--- Supplied information Enclosed Below ---
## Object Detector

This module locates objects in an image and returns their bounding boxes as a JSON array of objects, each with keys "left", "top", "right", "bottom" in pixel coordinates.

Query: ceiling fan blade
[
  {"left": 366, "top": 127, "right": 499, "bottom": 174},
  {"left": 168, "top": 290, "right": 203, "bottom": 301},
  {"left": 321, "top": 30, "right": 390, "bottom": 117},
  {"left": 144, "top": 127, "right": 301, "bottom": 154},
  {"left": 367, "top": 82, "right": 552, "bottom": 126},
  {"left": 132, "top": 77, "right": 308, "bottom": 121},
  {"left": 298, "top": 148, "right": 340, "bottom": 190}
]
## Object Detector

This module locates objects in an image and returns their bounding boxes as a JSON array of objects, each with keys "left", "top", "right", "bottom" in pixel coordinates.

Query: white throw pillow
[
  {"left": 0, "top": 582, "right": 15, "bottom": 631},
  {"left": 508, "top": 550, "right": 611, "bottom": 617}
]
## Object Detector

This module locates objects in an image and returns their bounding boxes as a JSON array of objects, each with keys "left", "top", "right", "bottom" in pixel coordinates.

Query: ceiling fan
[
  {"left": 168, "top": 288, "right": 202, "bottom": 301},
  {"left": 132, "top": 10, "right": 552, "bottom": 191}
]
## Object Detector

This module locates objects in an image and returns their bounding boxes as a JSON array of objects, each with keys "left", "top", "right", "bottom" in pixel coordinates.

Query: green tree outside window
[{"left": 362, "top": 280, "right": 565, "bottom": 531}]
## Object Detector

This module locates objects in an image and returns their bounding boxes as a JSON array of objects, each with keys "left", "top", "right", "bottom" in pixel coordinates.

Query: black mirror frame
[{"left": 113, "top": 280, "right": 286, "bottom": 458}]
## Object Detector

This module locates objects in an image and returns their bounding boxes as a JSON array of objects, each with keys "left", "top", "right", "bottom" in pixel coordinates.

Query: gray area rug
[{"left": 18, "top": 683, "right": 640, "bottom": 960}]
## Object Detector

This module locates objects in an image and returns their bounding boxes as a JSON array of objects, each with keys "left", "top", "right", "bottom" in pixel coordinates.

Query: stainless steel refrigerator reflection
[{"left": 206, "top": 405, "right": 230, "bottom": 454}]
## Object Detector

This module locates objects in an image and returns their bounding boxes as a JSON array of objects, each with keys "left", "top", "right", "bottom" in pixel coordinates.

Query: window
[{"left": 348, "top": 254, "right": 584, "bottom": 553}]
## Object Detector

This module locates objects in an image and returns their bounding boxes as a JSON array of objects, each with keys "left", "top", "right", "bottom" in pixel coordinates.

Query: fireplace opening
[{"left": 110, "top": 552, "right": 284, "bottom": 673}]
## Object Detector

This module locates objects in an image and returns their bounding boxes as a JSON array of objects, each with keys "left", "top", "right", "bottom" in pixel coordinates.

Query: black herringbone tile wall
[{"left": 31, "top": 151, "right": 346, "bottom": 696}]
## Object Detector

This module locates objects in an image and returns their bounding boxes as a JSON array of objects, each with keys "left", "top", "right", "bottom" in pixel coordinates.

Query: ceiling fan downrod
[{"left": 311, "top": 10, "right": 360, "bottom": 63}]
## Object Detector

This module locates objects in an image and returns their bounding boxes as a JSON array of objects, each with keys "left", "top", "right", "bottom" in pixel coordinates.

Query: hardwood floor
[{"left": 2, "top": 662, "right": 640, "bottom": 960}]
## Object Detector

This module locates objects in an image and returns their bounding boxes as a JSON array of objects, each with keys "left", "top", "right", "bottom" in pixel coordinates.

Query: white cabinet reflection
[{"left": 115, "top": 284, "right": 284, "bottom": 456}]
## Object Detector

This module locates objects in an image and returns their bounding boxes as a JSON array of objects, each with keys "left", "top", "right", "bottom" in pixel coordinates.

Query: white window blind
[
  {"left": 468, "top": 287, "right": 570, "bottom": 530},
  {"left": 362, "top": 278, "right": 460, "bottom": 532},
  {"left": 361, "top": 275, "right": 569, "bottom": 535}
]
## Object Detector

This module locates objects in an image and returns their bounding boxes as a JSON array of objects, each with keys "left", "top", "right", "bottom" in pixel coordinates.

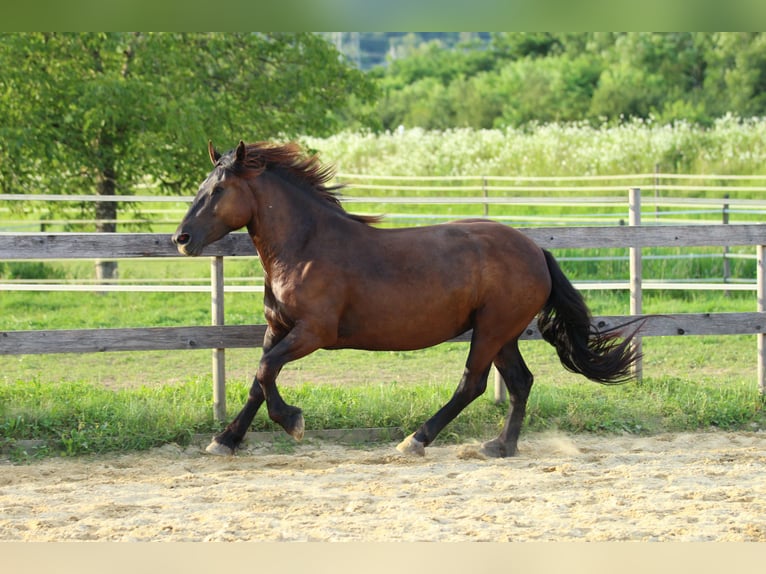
--- End of Enclosed Supplied information ---
**What you need to do:**
An exact copy of the entries above, with no pictures, is the required answer.

**The completed task:**
## Object Detector

This module locates objects in an image and returns their bounding boxes as a JSON array of objects, each with keys "left", "top", "right", "bottom" in pixel coordinates.

Query: ceiling fan blade
[
  {"left": 366, "top": 127, "right": 499, "bottom": 174},
  {"left": 168, "top": 290, "right": 203, "bottom": 301},
  {"left": 321, "top": 30, "right": 390, "bottom": 117},
  {"left": 144, "top": 127, "right": 301, "bottom": 154},
  {"left": 367, "top": 82, "right": 552, "bottom": 126},
  {"left": 132, "top": 77, "right": 308, "bottom": 121},
  {"left": 298, "top": 148, "right": 340, "bottom": 190}
]
## Object Detector

This module locates objects in an image and returns their bounding boxes as a JSON array of objects, each with keys "left", "top", "right", "bottom" in pixel coordinates.

Query: white throw pillow
[
  {"left": 0, "top": 582, "right": 15, "bottom": 631},
  {"left": 508, "top": 550, "right": 611, "bottom": 617}
]
## Object Detector

This module locates objects in an image and returns their bounding boxes as a JSON array of objects, each with keys "left", "top", "right", "bottom" in pixel coordinates.

Query: ceiling fan
[
  {"left": 168, "top": 288, "right": 202, "bottom": 301},
  {"left": 132, "top": 10, "right": 552, "bottom": 191}
]
## Object Detector

This module locates objects in an image and returns their bounding boxes as a JSON array of objects, each with keys "left", "top", "right", "bottom" in pixel coordinates.

Query: green tree outside window
[{"left": 362, "top": 280, "right": 565, "bottom": 531}]
## Object Detector

This module locates objects in an image and returns their bounding boxes as a JSON array of objects, each with keys "left", "top", "right", "bottom" in pixel coordinates.

Query: black mirror frame
[{"left": 113, "top": 280, "right": 286, "bottom": 458}]
## Object Detector

This module locates objects in an image and returns their bounding boxes as a JSON array of objects, each with keys "left", "top", "right", "bottom" in pixel coordinates.

Query: gray area rug
[{"left": 18, "top": 683, "right": 640, "bottom": 960}]
## Object Detector

This module locates objects in an image and returns their bounding boxes as a JSON array of objects, each with keys "left", "top", "right", "bottom" in pixel coordinates.

Query: stainless steel refrigerator reflection
[{"left": 206, "top": 405, "right": 230, "bottom": 454}]
## Object Detector

This module locates objects in an image and returns their bounding boxes as a JSON array of objects, each with keys "left", "top", "right", "bottom" in pixel coordinates.

Query: window
[{"left": 348, "top": 254, "right": 584, "bottom": 553}]
## Object Detector

This module locates objects in an image and returns their bounding boxes as a JSON array of objects, each with keys "left", "top", "right", "bottom" in pixel coordinates.

Query: fireplace opening
[{"left": 110, "top": 552, "right": 284, "bottom": 673}]
## Object Detector

This module locates objects in an image and returns their bounding boxes as a JSON array of objects, each with keys "left", "top", "right", "bottom" in pixel coordinates.

Query: black herringbone tile wall
[{"left": 31, "top": 151, "right": 346, "bottom": 696}]
## Object Detector

This module locates objects in an image and returns their bounding boxes as a JSON array of objects, each with keys "left", "top", "right", "bottom" in pixel coordinates.

Query: ceiling fan downrod
[{"left": 311, "top": 10, "right": 360, "bottom": 63}]
## Object Detector

This module locates objects in an image and returns their bounding boxes as a JSON array of objects, each with keys "left", "top", "right", "bottom" in pixel coordinates.

Query: hardwood floor
[{"left": 2, "top": 662, "right": 640, "bottom": 960}]
## Object Detector

This module locates objects in an image and returns their bounding boxes as a JSON array of objects, each with keys "left", "top", "right", "bottom" in pixel coordinates.

Query: white cabinet reflection
[{"left": 115, "top": 284, "right": 284, "bottom": 456}]
## Object Detector

This module locates objects in an image and returns their bounding boxes as a JSON array of objects, each with keys "left", "top", "right", "bottom" in pixel coordinates.

Query: white window blind
[
  {"left": 468, "top": 287, "right": 570, "bottom": 530},
  {"left": 362, "top": 278, "right": 460, "bottom": 532},
  {"left": 361, "top": 275, "right": 569, "bottom": 535}
]
## Object Detector

This module locates objects in an image and returns their bounding boxes as a JSON array of objects, each with keys "left", "top", "right", "bottom" in pixel coordinates.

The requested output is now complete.